▸ Directions for this task
Resume the forum post reviewing HAKMEM from the point where it stops, in the same style.

▸ Text section
HAKMEM - collection of mathematical curiosities and useful algorithms

[lpetrich]

I first learned of HAKMEM from The Jargon File - a 1990's compendium of computer-whiz slang.

HAKMEM -- CONTENTS -- DRAFT, NOT YET PROOFED - from February 29, 1972

It's rather interesting to review this 48-year-old document.

GEOMETRY, ALGEBRA, CALCULUS

It starts off with fractional factorials and how they are interrelated. I must note that they are more usually written with the Euler-Legedre gamma functions:
\( x! = \Gamma(x+1) \)
That document also states the gamma-function reflection and multiplication identities, though written in factorial form.

\( \Gamma(z) \Gamma(1-z) = \frac{\pi}{\sin \pi z} \)
\( \prod_{k=0}^{n-1} \Gamma(1 + k/n) = (2\pi)^{(n-1)/2} n^{1/2-nz} \Gamma(nz) \)


ITEM 2 (Jan Kok):
Problem: Given a regular n-gon with all diagonals drawn, how many regions are there? In particular, how many triple (or N-tuple) concurrences of diagonals are there?

I wrote a Mathematica program for drawing regular polygons with all their diagonals, and I counted interior regions up to an octagon:

0, 0, 1, 4, 11, 24, 50, 80

I then plugged these numbers into the Online Encyclopedia of Integer Sequences (oeis.org), and I found
A007678 - OEIS - Number of regions in regular n-gon with all diagonals drawn.

Related:
A135565 - OEIS - Number of line segments
A007569 - OEIS - Number of vertices

 

[lpetrich]

Item 5: The discriminant of a polynomial:

\( \prod_{i,j>i} (r_i - r_j)^2 = \left( \det ((r_i)^p) \right)^2 \)

for all roots r_i and powers p from 0 to (number of roots) - 1

A polynomial's discriminant can be calculated with simple arithmetic on its coefficients.

ITEM 6: symmetric functions and powers of lists of variables

a = x + y + z + ...

▸ Dataset content
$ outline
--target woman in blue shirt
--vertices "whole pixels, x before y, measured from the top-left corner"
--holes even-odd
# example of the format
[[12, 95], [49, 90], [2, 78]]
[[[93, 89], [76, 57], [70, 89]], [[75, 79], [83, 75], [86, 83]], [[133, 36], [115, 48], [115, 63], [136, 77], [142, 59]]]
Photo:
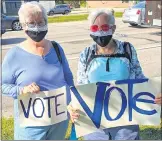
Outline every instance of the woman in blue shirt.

▸ Reply
b = x*y + x*z + y*z + ...
c = x*y*z + ...

x + y + z + ... = a
x^2 + y^2 + z^2 + ... = a^2 - 2*b
x^3 + y^3 + z^3 + ... = a^3 - 3*a*b + 3*c
x^4 + y^4 + z^4 + ... = a^4 - 4*a^2*b + 2*b^2 + 4*a*c - 4*d

These are  Newton's identities and there are recurrences for them in both directions. One can find sums of powers of polynomial roots by doing simple arithmetic on the polynomial's coefficients. This is because these coefficients are symmetric functions of the polynomial's roots.

ITEM 7 (Gosper): Generating polynomial of symmetric function:

\( \sum_i s^i p(i;x_1,x_2,x_3,\cdots) = (1 + s x_1) (1 + s x_2) (1 + s x_3) \cdots \)

Then solutions of cubic and quartic polynomials.

Quadratic: square root
Cubic: square root, then cube root
Quartic: solution of cubic equation, then some square roots
Quintic and higher: no general solution using nth roots

 

[lpetrich]

I like this:

ITEM 11 (Salamin):
The following operations generate one-to-one conformal mappings of Euclidean N-space onto itself.

Translate N-space.
Expand N-space about one of its points.
Stereographically project N-space onto an N-sphere, rotate the sphere, then project back onto N-space.

PROBLEMS:

Show that all such conformal maps are generated by these operations for any N. If the one-to-one and onto conditions are removed, then for N = 2, conformal maps can be obtained by analytic functions. Show that for N > 2, no new conformal maps exist.

One-to-one = injection = for function f, if y != x, then f != f(x)

RECURRENCE RELATIONS

ITEM 14 (Gosper & Salamin):
Yet another way to rapidly evaluate recurrences is to observe that if

F(N+1) = X * F(N) + Y * F(N-1), then

F(N+2) = (X^2 + 2 Y) * F(N) - Y^2 * F(N-2).

...
The rate tripling formula is F(N+3) = (X^3 + 3 X Y) * F(N) + Y^3 * F(N-3).

Also gives general formulas for bigger steps.

Mentions Chebyshev polynomials: T(n,x) = cos(n*arccos(x)) -- for integer n, it's easy to show that that's a polynomial
A companion one for that is U(n,x) = sin((n+1)*arccos(x))/sqrt(1-x^2)

Then this formula:
\( \tan(n \arctan x) = \frac{1}{i} \cdot \frac{(1 + ix)^n - (1-ix)^n}{(1 + ix)^n + (1-ix)^n} \)

 

[lpetrich]

BOOLEAN ALGEBRA

ITEM 17 (Schroeppel):
Problem: synthesize a given logic function or set of functions using the minimum number of two-input AND gates. NOT gates are assumed free. Feedback is not allowed. The given functions are allowed to have X (don't care) entries for some values of the variables. P XOR Q requires three AND gates. MAJORITY(P,Q,R) requires 4 AND gates. "PQRS is a prime number" seems to need seven gates. The hope is that the best Boolean networks for functions might lead to the best algorithms.

Trying to minimize the number of components needed is a big problem in computer-chip design.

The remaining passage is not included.